### TO DO
• a. In the shower system description, what frequency range is the mid-range speaker designed to deliver?
• b. In the shower system description, copy the stretch from "The shower system 100 include" through "fill light, etc.)." word for word.

### SELECTED TEXT
+++

The water line connection 102 fluidly couples (e.g., by a pipe) to a showerhead 104. The showerhead 104 is configured to condition (e.g., redirect, split, alter pressure, etc.) the water coming from the water line connection 102. In some embodiments, the showerhead 104 includes an in-line filtration system. The showerhead 104 couples to the water line connection 102 through the intake 106. The intake 106 is a type of fitting configured to accepts fluid (e.g., union fitting, bushing fitting, push-to-connect, threaded, sweat fitting, slip fitting, etc.). The intake 106 then fluidly couples to a manifold 108. The manifold 108 directs incoming water towards at least one nozzle 110. The manifold 108 may be configured to direct water to each nozzle 110 such that each nozzle 110 has equal water pressure. The at least one nozzle 110 is configured to control the directions and characteristics (e.g., exit velocity, spray angle, etc.) of the water flow 200. In some embodiments, the at least one nozzle 110 may be reconfigured (e.g., changing spray angle (e.g., angle formed by droplets of fluid stream when exiting nozzle), changing direction, changing exit velocity, etc.) during use. Reconfiguring during use allows for altering the showering experience during use to match user preference. In some embodiments, each nozzle 110 may be configured differently (e.g., different direction and/or different characteristics). In some embodiments, the nozzle 110 may include a valve (e.g., ball valve, solenoid valve, etc.) configured to open and close each nozzle 110. The nozzle 110 can dispense a stream of water from the manifold 108 into a portion of the shower system 100 (e.g., into airspace of an enclosure).

The shower system 100 include an entertainment system 111. The showerhead 104 is coupled to an entertainment system 111. In some embodiments, the entertainment system 111 may be fully housed within the showerhead 104. The entertainment system 111 is configured to provide a user with an auditory, visual, and sensory experience during showering. In some embodiments, the shower system 100 does not include an entertainment system 111.

The entertainment system 111 includes a light panel 112. The light panel 112 is a screen (e.g., LED, LCD, OLED, etc.) configured to display still images or video. In some embodiments, the light panel 112 further functions as a lighting system (e.g., overhead light, fill light, etc.).

The entertainment system 111 includes a speaker system 114. The speaker system 114 may more than one electroacoustic transducer device (e.g., speaker) configured for different frequencies. For example, the speaker system 114 may include a speaker configured for delivering high frequency (up to 100 kHz) audio, a speaker configured for delivering mid-range (250 Hz - 2000 Hz) audio, and a speaker configured for delivering low range (20 Hz - 200 Hz) audio.

The entertainment system 111 includes at least one positioning device 116. Each positioning device 116 is associated with a nozzle 110. The at least one positioning device 116 is configured to alter the direction in which the nozzle 110 redirects flow of water. In some embodiments, the positioning device 116 may be configured to alter the nozzle 110 characteristics (e.g., change the spray angle, etc.) In some embodiments, the at least one positioning device 116 may include valves configured to open and close the nozzle 110 associated with a positioning device 116.

In some embodiments, the entertainment system 111 includes a pressurizer 118. The pressurizer 118 alters the pressure of the water in the showerhead 104. For example, if water pressure is too low, the pressurizer 118 may increase the pressure of the water. The water pressure may also be adjusted by a user according to preference. In some embodiments, the pressurizer 118 is included as part of the showerhead 104. In some embodiments, the pressurizer 118 pressurizes to a set pressure and cannot be reconfigured.

+++

### RECORDS
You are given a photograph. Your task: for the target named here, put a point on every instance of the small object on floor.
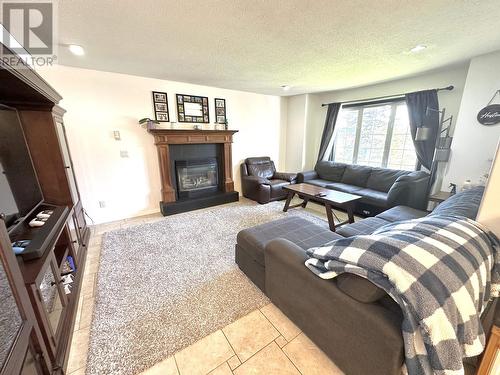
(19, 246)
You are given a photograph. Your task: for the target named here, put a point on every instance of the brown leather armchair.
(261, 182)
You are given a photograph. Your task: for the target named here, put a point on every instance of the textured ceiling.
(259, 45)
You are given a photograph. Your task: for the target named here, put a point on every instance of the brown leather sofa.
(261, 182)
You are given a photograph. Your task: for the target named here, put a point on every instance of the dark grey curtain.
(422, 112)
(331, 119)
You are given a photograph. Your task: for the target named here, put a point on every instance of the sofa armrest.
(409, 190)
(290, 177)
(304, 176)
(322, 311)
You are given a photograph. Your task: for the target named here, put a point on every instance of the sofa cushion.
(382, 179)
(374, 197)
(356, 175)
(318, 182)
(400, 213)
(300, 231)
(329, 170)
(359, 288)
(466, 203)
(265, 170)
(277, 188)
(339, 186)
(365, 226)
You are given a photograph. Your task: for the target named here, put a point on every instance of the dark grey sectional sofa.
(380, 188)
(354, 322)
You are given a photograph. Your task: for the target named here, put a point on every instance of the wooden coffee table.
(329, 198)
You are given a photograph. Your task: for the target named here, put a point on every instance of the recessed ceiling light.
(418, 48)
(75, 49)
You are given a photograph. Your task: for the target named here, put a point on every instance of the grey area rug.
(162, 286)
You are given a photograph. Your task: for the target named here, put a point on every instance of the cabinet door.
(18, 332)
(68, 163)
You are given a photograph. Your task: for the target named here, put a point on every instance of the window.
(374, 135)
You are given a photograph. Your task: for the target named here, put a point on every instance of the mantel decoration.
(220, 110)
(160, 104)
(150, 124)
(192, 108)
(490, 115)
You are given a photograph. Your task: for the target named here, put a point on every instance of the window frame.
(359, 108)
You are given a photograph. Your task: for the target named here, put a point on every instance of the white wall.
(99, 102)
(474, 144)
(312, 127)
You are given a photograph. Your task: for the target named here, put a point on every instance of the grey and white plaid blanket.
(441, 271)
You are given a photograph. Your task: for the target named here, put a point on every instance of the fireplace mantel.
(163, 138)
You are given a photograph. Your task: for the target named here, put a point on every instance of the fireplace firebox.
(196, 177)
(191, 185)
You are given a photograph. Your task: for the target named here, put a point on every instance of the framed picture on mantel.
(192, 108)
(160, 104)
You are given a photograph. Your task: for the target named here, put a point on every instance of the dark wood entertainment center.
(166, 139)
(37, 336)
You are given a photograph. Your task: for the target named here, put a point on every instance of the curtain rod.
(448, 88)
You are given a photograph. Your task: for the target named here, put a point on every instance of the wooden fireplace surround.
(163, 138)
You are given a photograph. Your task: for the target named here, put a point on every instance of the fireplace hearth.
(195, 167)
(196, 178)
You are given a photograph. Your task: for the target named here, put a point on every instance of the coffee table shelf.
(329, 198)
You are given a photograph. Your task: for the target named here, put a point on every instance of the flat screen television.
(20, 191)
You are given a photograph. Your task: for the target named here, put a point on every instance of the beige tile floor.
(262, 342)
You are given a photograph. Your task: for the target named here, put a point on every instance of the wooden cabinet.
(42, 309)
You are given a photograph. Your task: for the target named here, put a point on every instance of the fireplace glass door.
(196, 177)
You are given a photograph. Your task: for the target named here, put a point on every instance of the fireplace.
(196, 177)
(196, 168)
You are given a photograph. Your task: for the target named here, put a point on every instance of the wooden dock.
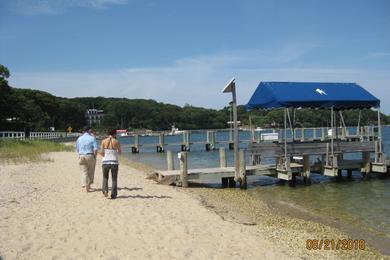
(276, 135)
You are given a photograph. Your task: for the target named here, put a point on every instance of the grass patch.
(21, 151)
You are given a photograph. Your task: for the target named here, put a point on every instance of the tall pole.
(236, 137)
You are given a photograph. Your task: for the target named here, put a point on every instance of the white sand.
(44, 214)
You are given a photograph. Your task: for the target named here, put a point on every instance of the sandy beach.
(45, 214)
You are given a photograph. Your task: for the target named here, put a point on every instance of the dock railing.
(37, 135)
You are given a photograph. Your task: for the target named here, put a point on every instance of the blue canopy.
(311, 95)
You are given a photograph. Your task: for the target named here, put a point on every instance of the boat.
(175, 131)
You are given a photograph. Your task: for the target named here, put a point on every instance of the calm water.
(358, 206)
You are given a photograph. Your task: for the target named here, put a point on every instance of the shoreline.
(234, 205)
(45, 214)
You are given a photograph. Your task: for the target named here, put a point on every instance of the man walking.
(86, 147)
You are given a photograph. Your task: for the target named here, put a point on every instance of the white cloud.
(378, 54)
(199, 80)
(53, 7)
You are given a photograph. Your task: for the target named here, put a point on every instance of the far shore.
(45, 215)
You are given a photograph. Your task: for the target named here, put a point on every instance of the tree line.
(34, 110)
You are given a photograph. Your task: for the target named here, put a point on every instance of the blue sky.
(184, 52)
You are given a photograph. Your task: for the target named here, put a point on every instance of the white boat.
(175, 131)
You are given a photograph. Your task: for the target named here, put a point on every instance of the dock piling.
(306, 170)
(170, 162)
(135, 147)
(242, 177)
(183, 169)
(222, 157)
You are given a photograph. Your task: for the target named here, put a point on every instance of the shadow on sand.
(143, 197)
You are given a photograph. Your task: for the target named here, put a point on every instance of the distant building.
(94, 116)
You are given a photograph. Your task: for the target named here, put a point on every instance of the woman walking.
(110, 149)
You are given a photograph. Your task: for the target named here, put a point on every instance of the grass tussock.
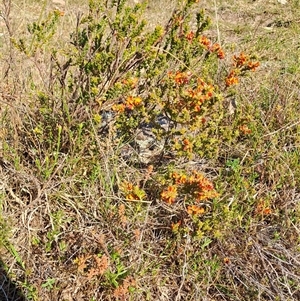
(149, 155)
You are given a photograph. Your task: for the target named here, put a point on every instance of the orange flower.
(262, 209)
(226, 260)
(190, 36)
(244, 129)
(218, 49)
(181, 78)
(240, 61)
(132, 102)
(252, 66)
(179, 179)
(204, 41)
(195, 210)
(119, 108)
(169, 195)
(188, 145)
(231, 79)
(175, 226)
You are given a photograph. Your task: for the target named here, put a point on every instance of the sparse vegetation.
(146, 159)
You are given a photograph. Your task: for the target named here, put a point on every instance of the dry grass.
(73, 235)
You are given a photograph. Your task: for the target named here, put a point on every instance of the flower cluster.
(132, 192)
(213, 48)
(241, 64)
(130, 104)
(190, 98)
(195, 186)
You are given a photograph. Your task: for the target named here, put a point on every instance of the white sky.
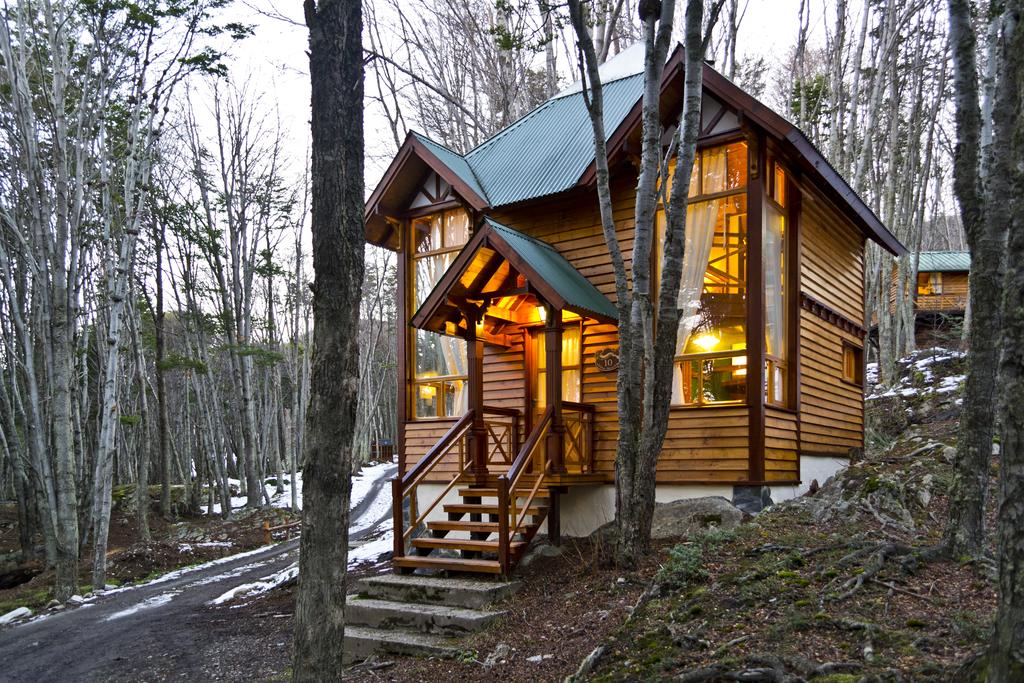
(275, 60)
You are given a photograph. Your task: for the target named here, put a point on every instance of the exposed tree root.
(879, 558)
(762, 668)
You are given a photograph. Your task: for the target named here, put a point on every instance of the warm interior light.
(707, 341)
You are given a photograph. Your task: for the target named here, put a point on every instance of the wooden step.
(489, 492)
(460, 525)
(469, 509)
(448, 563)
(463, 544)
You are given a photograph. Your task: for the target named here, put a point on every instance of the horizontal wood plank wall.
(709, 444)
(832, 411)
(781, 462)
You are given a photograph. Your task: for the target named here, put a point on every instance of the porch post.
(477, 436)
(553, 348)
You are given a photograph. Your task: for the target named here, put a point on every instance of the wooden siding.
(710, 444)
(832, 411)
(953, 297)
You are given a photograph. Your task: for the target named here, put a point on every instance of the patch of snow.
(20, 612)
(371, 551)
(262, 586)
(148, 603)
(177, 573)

+++

### FINAL ANSWERS
• a. 250 Hz to 2000 Hz.

• b.
The shower system 100 include an entertainment system 111. The showerhead 104 is coupled to an entertainment system 111. In some embodiments, the entertainment system 111 may be fully housed within the showerhead 104. The entertainment system 111 is configured to provide a user with an auditory, visual, and sensory experience during showering. In some embodiments, the shower system 100 does not include an entertainment system 111.

The entertainment system 111 includes a light panel 112. The light panel 112 is a screen (e.g., LED, LCD, OLED, etc.) configured to display still images or video. In some embodiments, the light panel 112 further functions as a lighting system (e.g., overhead light, fill light, etc.).